According to the review of Tufte's chapter on Power Point, in what year was Power Point launched?

===== Supplied passage

Good Reads meta-data is 213 pages rated 4.15 by 2,354 litizens.
Genre: Methodology.
DNA: Data.
Verdict: Close the barn door.
Tagline: Down with Power Point.
Edward Tufte has authored many excellent and creative books on presenting and analysing data, becoming a one-man industry. He made famous Charles Minard’s (1869) graphic of Le Grand armée of Napoleon’s invasion of Russia. Tufte nominates this image as one of the very best visual displays of information. Many readers will have seen a version of it even if the names Minard and Tufts are unknown.

Power Point (PP), launched in 1990, was in its adolescence when Tufte wrote this chapter, but now PP is a fully grown adult with ubiquitous grandchildren. Its lineage has become so dominant that its cognitive stye has been assimilated by most of us without being conscious of what it is. In fact most who have been indoctrinated into PP do not even know it.
Tufte’s master narrative is that PP, like all cultural artefacts, reflects the social structure of the environment in which it was created, and it promotes these structures in its diffusion. (He doesn’t say it quite this way, but I gave it a Mary Douglas spin with some Michel Foucault seasoning. It was generated in a giant corporation called Microsoft, and it mirrors the features of such a large rent-seeking organisation in being hierarchical, linear, simple, and bureaucratic. Its first purpose was to be a tool for salesmen to sell advertising campaigns to other large corporations marketing products, it is well to remember, and it still bears that birthmark.

==========
===== Source data

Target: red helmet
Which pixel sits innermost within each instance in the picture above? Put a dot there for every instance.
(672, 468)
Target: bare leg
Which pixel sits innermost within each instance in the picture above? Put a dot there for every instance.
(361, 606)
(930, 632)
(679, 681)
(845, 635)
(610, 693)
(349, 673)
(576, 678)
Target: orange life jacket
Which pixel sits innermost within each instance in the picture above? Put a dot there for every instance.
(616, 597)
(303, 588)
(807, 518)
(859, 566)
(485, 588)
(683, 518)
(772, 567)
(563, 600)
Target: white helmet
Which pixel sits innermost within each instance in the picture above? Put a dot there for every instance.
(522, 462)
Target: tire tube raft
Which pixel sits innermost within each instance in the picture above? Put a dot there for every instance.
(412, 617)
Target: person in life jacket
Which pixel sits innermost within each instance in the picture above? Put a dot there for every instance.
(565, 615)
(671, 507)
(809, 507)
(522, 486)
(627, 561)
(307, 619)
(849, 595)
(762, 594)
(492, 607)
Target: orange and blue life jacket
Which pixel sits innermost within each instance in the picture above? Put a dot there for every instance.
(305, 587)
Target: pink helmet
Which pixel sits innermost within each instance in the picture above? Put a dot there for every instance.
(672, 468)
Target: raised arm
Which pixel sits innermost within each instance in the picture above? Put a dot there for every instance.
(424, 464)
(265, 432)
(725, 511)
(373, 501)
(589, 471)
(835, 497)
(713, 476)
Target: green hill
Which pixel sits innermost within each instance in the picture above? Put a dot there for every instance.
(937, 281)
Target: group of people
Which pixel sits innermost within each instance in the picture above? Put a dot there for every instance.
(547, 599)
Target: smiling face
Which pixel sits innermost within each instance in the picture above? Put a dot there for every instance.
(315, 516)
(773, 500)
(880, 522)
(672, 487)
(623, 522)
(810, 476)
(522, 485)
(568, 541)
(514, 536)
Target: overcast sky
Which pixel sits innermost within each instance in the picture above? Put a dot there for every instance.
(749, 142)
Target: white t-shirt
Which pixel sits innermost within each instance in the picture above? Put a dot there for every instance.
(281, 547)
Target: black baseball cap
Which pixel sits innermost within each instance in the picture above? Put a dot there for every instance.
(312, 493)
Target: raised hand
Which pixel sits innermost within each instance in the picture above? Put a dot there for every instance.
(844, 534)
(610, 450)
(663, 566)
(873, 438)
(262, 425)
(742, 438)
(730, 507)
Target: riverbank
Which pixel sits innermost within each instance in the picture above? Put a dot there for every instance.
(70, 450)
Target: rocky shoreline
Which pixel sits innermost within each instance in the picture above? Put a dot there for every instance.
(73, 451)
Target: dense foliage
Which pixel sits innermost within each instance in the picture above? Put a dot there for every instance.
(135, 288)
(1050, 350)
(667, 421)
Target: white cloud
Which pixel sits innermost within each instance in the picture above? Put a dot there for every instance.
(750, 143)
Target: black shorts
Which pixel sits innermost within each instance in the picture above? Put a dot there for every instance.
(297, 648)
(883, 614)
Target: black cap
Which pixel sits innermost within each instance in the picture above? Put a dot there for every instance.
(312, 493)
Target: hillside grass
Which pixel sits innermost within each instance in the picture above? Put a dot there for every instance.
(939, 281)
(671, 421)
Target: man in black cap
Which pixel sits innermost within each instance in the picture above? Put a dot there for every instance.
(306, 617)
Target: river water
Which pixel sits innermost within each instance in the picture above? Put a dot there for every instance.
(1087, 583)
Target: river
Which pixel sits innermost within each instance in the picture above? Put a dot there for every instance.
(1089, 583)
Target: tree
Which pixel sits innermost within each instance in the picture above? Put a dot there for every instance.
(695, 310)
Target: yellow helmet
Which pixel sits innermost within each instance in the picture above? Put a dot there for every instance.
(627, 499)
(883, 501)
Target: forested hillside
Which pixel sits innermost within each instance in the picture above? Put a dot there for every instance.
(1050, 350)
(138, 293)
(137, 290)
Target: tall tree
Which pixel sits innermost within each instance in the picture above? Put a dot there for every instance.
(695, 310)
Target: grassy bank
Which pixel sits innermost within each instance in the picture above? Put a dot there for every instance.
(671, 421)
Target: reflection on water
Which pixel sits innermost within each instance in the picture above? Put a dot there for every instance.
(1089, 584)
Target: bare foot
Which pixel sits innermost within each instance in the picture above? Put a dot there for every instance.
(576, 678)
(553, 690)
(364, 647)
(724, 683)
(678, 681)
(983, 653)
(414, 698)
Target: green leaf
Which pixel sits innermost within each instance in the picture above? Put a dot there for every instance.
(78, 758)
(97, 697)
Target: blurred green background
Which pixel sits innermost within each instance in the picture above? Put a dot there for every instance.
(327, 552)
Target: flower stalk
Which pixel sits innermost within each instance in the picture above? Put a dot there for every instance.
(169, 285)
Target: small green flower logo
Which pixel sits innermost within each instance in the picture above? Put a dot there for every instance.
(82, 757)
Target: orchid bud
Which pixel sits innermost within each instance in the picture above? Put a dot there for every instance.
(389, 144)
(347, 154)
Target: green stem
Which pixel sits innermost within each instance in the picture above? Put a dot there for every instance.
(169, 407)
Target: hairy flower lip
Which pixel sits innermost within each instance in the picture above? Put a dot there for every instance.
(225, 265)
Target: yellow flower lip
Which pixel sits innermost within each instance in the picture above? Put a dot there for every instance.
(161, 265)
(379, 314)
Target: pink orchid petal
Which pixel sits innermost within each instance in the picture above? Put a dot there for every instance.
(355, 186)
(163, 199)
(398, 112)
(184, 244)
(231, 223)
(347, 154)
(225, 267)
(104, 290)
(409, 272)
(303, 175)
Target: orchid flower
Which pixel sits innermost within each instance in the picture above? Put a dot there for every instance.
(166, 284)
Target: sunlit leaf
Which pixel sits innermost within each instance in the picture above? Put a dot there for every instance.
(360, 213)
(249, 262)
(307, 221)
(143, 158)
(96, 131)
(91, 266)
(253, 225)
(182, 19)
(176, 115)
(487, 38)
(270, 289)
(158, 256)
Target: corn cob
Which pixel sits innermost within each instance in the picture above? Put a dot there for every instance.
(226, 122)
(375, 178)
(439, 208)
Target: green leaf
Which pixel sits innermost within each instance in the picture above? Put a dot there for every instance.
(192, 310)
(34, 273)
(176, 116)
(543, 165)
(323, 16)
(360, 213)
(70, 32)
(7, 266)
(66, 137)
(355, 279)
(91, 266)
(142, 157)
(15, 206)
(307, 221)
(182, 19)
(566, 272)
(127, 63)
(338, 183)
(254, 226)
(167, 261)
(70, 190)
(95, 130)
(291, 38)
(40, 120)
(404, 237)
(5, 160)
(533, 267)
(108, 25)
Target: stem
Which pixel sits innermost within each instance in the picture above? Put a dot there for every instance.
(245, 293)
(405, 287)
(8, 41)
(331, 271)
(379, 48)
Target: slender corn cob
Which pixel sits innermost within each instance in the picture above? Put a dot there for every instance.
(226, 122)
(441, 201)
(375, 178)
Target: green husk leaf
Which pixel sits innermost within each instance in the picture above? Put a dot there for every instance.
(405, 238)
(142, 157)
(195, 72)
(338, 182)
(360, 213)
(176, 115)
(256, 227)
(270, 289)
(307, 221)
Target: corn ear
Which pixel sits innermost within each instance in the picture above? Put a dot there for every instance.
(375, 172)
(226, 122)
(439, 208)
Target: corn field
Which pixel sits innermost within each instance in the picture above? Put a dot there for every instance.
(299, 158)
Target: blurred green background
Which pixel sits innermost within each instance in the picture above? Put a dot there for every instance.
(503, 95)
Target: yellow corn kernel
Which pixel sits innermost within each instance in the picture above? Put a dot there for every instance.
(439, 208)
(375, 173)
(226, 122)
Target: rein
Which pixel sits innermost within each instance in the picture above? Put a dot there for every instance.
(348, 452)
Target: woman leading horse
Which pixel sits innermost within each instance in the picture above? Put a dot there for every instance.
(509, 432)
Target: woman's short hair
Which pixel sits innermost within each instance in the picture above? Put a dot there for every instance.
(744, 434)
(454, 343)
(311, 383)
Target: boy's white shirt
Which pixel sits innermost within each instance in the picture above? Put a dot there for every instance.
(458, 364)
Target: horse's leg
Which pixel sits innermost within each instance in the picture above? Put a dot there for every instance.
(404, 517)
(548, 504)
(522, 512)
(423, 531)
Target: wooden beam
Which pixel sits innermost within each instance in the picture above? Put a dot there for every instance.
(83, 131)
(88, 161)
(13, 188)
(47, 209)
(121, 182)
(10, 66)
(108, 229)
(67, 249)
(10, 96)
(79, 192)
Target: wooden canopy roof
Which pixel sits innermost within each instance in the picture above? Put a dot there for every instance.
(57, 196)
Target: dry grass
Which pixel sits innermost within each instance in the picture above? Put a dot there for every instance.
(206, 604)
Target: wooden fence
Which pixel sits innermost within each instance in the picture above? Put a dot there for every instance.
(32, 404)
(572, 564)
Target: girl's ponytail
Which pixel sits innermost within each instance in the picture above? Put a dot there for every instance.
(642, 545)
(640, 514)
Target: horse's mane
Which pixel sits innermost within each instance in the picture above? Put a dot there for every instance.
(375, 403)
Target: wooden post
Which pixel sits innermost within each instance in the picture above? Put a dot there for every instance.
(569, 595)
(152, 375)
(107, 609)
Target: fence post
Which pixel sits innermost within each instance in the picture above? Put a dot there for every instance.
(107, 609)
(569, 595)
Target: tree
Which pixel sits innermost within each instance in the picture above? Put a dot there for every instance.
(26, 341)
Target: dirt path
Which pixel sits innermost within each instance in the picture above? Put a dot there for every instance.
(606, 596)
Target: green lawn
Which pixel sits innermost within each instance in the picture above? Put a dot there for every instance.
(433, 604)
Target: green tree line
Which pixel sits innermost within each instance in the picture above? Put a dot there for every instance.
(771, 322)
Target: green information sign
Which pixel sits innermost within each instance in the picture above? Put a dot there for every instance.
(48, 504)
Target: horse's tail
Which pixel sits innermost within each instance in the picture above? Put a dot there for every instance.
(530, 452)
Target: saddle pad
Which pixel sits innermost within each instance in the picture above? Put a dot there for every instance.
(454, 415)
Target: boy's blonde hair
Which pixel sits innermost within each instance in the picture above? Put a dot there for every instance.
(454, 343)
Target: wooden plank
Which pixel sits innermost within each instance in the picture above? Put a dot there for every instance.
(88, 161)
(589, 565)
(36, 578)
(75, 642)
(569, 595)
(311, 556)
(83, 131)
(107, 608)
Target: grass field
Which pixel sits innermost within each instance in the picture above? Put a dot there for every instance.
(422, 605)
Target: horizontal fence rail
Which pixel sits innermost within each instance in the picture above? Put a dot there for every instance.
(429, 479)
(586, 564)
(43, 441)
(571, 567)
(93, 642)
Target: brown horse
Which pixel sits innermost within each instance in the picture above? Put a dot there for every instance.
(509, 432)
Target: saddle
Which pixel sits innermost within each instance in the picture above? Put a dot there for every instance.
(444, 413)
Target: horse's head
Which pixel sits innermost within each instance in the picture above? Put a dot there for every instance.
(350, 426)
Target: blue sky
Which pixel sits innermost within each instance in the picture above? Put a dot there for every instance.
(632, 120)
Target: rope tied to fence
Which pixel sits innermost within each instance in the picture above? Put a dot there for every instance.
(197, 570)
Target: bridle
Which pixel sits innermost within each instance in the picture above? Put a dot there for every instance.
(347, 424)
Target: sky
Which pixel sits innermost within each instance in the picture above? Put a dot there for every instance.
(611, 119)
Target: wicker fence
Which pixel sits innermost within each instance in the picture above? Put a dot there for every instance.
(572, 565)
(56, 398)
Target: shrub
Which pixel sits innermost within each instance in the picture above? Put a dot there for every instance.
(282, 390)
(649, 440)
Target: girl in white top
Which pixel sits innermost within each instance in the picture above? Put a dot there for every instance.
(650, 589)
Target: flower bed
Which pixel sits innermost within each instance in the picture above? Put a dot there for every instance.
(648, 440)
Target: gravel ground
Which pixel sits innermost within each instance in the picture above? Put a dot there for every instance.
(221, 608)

==========

Reply:
1990